# 本文:
____________
午後3時38分

– 2019.3.11 –


あの日から8回目の3月11日は、昨年と同じく徳島市で迎えました。
カーラジオから流れてくる政府主催の追悼式を聞きながら、午後2時46分に黙祷。
目の前に広がる紀伊水道を眺めながら、地震後に押し寄せた津波の時刻にも再び手を合わせました。


午後3時38分。‬
‪あの日からの8年間、浪江町立請戸小学校の時計は同じ時刻を指したまま止まっています。‬
‪請戸地区も地震後に襲来した津波によって壊滅的被害が発生し、学校からおよそ6㌔離れた福島第一原発でも、この時間帯に第2波の津波が到達。‬
‪非常用ディーゼル発電機が水没し、各原子炉の交流電源が次々と失われていきました。‬


電源が失われた原子炉はメルトダウンが進行し、政府は翌朝、福島第一原発から半径3㌔だった避難指示を10㌔へ拡大しました。‬
‪津波によって地区全体が〝瓦礫の山〟となった浪江町請戸地区でも行方不明者の捜索が中断され、家族や関係者を探す人たちもこの場所を離れざる得なくなりました。‬

‪全交流電源を喪失してから24時間後の午後3時36分、建屋内に充満した水素によって1号機が爆発。‬
‪「絶対安心」が謳われてきた原発での爆発事故により、避難指示がさらに半径20㌔へと拡大していきました。‬
‪混乱の中、多くの住民が着の身着のまま沿岸部から避難し、先の見えない日々に直面することになります。
____________
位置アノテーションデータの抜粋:

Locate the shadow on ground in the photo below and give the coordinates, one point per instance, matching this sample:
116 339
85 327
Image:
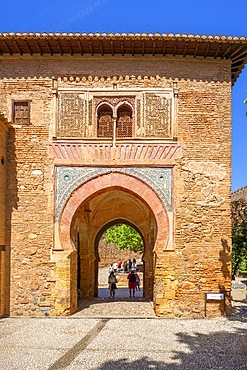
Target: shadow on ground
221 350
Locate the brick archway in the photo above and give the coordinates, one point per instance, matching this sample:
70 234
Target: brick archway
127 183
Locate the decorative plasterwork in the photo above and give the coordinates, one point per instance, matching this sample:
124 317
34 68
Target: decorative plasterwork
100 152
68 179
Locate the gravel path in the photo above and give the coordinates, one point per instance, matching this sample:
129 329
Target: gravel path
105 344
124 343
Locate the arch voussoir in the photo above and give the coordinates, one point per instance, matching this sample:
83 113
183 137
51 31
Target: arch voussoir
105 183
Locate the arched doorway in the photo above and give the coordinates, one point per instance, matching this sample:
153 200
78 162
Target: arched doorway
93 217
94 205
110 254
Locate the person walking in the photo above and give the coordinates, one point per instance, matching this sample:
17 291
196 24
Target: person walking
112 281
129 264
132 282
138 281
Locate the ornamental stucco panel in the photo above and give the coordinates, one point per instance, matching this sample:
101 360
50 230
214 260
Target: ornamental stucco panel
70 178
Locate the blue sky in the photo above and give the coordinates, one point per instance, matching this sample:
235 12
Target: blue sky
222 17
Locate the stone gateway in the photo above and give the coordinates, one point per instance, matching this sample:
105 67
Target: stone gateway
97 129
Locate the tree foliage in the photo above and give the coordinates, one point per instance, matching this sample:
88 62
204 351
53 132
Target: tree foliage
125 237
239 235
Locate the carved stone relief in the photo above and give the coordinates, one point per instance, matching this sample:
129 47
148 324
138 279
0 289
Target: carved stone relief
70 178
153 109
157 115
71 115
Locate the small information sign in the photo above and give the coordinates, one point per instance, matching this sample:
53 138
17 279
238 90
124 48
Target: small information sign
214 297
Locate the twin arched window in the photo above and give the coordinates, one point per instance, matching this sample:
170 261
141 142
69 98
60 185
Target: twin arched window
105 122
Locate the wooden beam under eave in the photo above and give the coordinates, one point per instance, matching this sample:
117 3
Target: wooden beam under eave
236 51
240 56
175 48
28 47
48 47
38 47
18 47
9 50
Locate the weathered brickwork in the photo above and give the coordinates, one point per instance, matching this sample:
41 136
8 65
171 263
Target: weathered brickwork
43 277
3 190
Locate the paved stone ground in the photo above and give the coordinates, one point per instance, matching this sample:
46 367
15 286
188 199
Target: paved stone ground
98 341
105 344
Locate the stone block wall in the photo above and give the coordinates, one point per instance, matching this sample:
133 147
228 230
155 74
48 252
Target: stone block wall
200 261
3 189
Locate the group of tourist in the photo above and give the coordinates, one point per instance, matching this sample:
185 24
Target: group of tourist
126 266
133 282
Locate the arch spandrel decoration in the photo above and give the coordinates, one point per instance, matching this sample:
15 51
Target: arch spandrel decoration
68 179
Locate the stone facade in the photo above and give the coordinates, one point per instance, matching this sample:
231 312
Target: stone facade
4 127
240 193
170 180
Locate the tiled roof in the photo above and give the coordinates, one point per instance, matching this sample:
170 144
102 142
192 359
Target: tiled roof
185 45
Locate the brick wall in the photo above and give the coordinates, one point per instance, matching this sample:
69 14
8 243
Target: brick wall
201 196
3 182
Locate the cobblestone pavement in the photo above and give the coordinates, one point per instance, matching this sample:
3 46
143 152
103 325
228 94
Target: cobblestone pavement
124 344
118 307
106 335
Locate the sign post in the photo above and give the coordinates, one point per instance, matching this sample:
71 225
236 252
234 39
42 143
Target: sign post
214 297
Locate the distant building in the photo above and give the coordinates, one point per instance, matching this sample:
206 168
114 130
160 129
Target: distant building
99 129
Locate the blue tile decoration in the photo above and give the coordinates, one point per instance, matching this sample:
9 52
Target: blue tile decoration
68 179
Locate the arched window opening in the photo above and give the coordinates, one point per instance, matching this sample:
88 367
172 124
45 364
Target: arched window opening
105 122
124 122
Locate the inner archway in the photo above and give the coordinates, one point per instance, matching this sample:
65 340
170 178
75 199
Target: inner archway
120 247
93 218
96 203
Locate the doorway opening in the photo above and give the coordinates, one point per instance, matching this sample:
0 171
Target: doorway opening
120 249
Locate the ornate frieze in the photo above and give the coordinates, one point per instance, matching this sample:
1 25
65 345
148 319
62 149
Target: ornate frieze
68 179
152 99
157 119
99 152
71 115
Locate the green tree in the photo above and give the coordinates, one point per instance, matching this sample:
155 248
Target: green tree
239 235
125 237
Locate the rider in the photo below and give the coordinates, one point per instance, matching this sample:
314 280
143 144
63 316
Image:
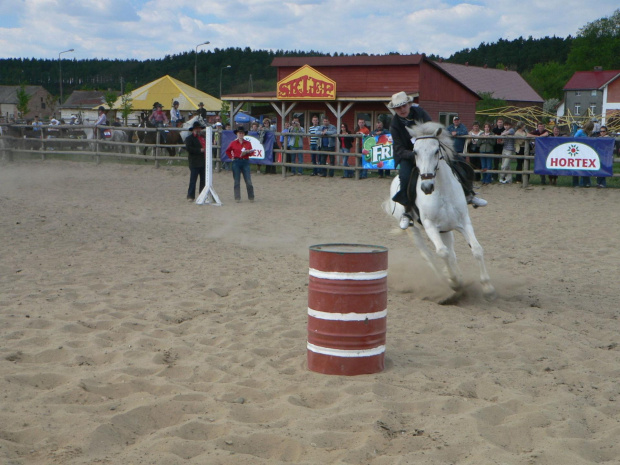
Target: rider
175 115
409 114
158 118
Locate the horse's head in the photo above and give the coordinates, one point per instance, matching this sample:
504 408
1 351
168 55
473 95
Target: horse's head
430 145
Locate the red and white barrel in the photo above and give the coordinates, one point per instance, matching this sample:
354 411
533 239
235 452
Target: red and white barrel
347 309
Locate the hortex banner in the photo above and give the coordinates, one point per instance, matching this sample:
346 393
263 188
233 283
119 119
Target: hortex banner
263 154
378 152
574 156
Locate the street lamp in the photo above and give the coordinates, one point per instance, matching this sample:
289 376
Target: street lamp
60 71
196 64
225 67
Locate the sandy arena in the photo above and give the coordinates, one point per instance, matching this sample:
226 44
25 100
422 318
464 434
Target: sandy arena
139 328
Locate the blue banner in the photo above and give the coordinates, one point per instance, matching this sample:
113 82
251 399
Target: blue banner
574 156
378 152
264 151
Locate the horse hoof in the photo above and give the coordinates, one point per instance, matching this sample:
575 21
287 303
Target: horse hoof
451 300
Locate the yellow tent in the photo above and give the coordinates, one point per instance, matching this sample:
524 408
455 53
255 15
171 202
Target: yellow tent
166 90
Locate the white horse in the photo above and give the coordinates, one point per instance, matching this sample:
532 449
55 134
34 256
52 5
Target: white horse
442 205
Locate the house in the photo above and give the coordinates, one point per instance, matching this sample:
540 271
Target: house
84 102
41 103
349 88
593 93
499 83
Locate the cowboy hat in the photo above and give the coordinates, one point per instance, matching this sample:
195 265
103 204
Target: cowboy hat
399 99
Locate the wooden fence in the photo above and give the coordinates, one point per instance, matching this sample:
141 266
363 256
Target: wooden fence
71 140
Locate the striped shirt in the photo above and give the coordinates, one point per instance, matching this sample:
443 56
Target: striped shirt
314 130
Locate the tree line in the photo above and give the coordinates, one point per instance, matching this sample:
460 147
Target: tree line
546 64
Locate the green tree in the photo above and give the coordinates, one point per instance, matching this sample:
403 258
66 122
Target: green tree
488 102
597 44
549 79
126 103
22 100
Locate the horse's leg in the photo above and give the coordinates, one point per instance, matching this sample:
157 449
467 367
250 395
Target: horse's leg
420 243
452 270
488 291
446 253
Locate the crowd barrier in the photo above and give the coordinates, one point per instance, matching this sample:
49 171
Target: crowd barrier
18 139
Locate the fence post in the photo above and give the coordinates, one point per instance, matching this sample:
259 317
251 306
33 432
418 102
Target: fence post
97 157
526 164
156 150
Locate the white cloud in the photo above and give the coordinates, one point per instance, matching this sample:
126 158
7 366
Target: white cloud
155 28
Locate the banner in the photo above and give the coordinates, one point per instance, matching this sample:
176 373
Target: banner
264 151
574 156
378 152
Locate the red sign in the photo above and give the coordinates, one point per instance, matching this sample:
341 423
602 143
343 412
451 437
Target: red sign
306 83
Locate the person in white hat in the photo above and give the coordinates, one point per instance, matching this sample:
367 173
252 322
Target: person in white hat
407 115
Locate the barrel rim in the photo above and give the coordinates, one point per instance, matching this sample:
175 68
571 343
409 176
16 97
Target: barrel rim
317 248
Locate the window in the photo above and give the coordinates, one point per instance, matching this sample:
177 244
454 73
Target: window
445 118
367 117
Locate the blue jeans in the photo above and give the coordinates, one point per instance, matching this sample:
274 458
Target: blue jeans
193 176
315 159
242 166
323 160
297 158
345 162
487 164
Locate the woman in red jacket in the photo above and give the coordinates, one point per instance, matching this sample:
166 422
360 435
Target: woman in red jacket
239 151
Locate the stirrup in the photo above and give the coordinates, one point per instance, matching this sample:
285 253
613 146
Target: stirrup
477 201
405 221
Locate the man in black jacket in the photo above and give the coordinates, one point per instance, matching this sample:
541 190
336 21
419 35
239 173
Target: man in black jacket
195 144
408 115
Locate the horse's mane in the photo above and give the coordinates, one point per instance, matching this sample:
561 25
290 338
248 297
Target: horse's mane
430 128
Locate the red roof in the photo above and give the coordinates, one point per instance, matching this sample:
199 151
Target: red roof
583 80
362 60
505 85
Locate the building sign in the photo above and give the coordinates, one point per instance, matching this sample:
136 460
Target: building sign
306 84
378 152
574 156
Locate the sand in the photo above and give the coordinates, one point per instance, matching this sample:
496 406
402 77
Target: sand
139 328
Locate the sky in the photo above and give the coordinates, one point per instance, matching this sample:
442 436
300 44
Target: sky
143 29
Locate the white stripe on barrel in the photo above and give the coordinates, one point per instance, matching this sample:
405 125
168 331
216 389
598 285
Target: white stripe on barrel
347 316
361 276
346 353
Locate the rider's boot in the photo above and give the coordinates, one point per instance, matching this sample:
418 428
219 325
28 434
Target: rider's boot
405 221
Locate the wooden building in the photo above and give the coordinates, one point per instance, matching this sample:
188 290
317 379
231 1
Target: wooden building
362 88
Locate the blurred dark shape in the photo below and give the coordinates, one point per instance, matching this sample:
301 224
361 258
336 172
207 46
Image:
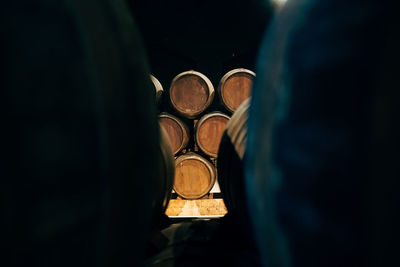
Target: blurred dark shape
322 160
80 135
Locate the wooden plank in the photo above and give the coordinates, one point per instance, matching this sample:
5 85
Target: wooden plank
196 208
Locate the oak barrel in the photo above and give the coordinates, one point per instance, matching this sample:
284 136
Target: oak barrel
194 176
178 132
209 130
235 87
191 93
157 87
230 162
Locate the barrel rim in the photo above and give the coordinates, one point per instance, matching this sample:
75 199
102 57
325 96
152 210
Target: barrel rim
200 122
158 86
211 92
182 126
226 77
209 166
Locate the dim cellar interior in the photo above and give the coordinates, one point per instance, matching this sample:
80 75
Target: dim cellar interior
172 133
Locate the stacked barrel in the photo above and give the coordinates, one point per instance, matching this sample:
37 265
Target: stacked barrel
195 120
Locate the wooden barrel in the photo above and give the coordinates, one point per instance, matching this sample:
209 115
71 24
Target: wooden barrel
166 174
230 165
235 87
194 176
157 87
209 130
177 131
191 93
____________
# 課題:
本文のうち「電源が失われた原子炉はメルト」から「々に直面することになります。」までを、両端の語句も含めて一字も変えずに書き写してください。

# 結果:
電源が失われた原子炉はメルトダウンが進行し、政府は翌朝、福島第一原発から半径3㌔だった避難指示を10㌔へ拡大しました。‬
‪津波によって地区全体が〝瓦礫の山〟となった浪江町請戸地区でも行方不明者の捜索が中断され、家族や関係者を探す人たちもこの場所を離れざる得なくなりました。‬

‪全交流電源を喪失してから24時間後の午後3時36分、建屋内に充満した水素によって1号機が爆発。‬
‪「絶対安心」が謳われてきた原発での爆発事故により、避難指示がさらに半径20㌔へと拡大していきました。‬
‪混乱の中、多くの住民が着の身着のまま沿岸部から避難し、先の見えない日々に直面することになります。